=== What you should do ===
Update the lines from "Q: innermost point of each instance of the rope" down to the end of the listing by putting "image coordinates" wherever "pixel coordinates" appears. Return only those lines, with nothing else changed.

=== Available records ===
-- START --
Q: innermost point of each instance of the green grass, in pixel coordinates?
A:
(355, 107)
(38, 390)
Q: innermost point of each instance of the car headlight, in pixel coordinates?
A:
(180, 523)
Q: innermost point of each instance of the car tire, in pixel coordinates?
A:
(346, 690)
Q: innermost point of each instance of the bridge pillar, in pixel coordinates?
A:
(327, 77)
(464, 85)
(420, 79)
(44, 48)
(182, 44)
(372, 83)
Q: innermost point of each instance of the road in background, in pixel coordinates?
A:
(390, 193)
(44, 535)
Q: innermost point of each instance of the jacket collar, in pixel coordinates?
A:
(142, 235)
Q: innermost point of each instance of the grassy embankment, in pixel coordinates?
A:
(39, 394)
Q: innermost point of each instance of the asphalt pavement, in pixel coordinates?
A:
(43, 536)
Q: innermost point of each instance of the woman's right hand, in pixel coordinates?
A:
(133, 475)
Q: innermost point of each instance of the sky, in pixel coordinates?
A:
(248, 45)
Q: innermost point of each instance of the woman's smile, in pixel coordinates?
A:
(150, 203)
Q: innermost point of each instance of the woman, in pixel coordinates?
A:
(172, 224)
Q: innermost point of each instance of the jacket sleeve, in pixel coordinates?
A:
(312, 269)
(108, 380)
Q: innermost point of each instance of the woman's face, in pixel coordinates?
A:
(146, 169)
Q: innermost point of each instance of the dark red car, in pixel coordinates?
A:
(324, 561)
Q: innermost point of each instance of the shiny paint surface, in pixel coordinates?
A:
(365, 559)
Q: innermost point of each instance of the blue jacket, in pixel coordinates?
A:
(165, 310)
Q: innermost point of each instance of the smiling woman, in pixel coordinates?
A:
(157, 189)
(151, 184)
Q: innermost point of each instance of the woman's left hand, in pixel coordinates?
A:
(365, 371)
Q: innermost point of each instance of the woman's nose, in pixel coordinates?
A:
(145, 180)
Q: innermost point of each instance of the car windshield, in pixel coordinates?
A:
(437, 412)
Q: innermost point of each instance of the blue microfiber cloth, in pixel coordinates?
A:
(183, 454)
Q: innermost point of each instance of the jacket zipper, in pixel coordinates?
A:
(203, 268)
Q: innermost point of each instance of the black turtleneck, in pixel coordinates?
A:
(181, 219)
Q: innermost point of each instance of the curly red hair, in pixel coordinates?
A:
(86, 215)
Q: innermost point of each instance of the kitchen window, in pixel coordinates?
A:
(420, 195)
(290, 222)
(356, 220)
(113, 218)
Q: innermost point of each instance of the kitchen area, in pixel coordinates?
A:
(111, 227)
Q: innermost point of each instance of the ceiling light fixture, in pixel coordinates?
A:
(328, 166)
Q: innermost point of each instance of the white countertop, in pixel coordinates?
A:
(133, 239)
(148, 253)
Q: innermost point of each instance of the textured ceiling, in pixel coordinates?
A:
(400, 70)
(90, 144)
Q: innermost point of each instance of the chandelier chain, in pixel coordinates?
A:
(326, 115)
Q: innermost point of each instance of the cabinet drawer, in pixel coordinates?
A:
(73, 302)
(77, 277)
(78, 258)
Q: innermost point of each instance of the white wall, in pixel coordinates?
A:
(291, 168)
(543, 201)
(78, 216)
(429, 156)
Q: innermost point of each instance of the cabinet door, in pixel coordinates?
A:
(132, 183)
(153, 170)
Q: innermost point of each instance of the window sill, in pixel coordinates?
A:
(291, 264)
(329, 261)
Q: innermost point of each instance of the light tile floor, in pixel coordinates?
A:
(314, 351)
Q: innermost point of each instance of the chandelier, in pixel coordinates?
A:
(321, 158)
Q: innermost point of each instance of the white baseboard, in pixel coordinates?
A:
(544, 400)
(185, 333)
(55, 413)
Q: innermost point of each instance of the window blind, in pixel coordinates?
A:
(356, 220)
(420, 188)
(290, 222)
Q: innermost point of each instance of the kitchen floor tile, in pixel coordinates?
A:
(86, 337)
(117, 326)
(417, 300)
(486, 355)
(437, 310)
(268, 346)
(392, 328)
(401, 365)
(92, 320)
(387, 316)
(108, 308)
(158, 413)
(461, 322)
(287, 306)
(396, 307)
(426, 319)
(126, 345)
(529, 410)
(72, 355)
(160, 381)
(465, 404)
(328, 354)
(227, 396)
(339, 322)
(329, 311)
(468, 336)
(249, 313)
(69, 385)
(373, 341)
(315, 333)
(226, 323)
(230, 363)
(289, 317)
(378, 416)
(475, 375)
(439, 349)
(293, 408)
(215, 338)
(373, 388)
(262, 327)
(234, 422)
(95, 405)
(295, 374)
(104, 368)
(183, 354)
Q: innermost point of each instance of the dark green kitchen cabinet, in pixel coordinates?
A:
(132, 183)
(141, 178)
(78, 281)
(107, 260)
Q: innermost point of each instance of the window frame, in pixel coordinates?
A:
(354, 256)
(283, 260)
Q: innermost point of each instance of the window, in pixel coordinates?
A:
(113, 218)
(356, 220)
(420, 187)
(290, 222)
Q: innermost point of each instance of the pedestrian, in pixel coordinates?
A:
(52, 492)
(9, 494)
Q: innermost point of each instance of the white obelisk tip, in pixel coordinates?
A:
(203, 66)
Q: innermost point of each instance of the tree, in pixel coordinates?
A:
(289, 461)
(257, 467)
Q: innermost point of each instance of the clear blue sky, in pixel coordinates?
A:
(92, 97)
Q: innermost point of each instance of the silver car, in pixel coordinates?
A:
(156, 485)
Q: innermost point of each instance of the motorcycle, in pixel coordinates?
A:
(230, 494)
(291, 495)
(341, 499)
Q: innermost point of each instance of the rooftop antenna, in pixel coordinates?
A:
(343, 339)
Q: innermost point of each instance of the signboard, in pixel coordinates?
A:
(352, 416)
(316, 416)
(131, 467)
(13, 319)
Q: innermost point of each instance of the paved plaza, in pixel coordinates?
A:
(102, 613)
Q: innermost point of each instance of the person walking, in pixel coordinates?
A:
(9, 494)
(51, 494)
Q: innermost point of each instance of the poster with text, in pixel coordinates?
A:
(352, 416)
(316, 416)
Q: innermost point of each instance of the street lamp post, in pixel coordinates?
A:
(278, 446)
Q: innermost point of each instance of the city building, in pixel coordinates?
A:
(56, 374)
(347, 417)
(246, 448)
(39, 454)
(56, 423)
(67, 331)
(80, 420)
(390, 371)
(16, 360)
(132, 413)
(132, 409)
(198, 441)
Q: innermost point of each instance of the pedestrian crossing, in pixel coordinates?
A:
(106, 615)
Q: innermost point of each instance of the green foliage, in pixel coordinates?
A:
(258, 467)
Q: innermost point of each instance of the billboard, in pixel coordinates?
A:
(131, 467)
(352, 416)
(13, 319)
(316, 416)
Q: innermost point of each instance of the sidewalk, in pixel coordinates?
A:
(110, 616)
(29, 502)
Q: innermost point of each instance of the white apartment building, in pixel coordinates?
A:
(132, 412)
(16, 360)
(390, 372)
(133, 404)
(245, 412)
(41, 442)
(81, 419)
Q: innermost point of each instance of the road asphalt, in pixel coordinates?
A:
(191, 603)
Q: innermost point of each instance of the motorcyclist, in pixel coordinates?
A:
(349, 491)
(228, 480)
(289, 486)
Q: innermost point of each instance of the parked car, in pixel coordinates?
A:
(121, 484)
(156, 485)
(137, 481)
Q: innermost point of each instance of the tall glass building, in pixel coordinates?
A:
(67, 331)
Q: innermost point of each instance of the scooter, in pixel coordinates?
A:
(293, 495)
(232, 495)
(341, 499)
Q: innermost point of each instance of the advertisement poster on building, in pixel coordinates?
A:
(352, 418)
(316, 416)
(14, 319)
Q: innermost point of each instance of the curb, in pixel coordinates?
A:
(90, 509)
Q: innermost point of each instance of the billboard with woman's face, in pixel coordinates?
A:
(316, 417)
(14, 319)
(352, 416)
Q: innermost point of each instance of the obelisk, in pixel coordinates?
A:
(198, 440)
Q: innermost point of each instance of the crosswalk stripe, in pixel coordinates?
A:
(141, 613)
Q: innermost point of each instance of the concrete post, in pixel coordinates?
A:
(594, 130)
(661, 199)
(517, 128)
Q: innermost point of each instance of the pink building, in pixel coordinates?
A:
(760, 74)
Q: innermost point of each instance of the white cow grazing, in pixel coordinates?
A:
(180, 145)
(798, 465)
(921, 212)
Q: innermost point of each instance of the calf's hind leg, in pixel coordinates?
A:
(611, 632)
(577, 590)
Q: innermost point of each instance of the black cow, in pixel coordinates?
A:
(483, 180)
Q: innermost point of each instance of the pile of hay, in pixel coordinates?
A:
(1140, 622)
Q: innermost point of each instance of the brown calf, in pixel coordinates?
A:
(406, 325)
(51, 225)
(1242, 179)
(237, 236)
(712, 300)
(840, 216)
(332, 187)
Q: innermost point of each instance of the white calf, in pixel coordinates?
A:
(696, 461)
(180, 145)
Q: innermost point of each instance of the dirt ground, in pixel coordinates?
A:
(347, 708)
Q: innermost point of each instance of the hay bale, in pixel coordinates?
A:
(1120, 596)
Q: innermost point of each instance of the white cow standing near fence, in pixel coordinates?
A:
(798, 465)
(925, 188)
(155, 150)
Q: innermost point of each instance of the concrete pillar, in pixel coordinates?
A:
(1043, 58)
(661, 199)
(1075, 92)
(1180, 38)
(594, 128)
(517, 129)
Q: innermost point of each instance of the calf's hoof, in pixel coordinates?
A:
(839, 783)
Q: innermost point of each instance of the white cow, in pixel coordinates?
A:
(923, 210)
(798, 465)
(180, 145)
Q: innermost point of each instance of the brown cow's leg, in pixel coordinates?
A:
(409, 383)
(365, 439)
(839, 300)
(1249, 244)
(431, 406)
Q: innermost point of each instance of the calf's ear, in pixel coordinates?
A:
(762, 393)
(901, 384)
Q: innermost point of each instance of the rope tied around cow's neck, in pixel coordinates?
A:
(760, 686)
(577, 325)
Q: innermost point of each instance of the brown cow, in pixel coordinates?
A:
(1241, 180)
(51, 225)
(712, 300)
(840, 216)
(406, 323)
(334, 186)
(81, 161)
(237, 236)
-- END --
=== Correct result ===
Q: innermost point of each instance of the rope tied around cow's neck, in image coordinates?
A:
(760, 686)
(577, 325)
Q: innermost point of each instance of the brown cow, in image coordinates?
A:
(1241, 180)
(51, 225)
(712, 300)
(840, 216)
(406, 323)
(334, 186)
(81, 161)
(237, 236)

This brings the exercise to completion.